DATASET ROWS
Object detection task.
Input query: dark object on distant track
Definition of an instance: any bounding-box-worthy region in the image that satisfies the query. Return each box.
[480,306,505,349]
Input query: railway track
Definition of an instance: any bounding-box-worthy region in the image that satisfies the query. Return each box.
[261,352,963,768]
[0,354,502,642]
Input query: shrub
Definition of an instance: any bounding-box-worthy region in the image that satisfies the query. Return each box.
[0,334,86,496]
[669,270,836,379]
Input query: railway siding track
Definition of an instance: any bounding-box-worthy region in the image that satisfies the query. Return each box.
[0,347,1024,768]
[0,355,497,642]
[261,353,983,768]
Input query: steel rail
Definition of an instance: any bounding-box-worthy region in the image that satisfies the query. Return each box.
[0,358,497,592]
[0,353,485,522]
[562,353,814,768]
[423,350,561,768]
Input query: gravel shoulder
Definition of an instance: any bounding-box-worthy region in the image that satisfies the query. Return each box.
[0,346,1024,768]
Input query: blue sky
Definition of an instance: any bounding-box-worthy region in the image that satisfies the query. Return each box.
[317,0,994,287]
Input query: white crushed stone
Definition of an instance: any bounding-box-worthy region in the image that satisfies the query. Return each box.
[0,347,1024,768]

GIVEN INSTRUCTION
Rewrite the data above as a Markdown table with the columns Row and Data line, from its first line up to and including the line with "[261,353,983,768]". Number each line and leave out any blank lines.

FULL OUTPUT
| Row | Data line |
|---|---|
| 1 | Object detection task. |
| 2 | Input query: dark object on distant track |
| 3 | Definition of an instance: any bounding-box-worthy region in the image that satisfies the query. Return each box. |
| 4 | [480,306,505,349] |
| 5 | Input query: railway track |
| 6 | Definition of an instance: any bounding-box-worthy region in the image that satisfies the query. Return each box. |
| 7 | [261,352,963,768] |
| 8 | [0,354,502,642] |
| 9 | Input query: shrub |
| 10 | Definition of an instance: any bounding-box-worthy region in the image that satisfies the query. Return each box. |
| 11 | [0,334,86,496] |
| 12 | [669,270,836,379] |
| 13 | Input query: railway siding track |
| 14 | Definition of an instance: any bounding-box-worthy region in the image that satisfies the query. Return each box. |
| 15 | [0,347,1024,768] |
| 16 | [0,355,497,642] |
| 17 | [261,353,983,768] |